• What to do:
Every entry is to be reproduced word for word, but the images are not.

• The data:
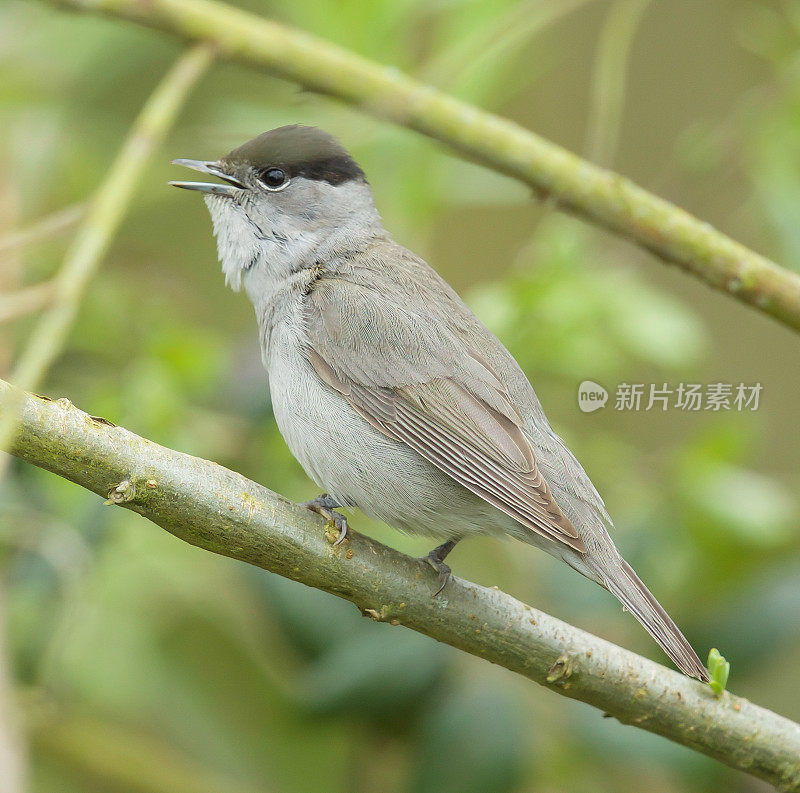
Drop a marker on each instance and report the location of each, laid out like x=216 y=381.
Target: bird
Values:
x=390 y=392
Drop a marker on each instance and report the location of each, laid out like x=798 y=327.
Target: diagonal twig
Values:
x=101 y=223
x=219 y=510
x=588 y=191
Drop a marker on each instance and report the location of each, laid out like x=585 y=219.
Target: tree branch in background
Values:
x=216 y=509
x=595 y=194
x=101 y=222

• Exercise result:
Drop a marker on each instance and report the location of each, laid out like x=216 y=381.
Target: bird
Values:
x=390 y=392
Drop a marker on each instance and report the location of each, laid out like x=798 y=327.
Target: diagonal twig
Values:
x=101 y=223
x=219 y=510
x=588 y=191
Drop a marker on each instance and report the location of each, laid out like x=585 y=219.
Target: tree branch in background
Values:
x=216 y=509
x=595 y=194
x=101 y=222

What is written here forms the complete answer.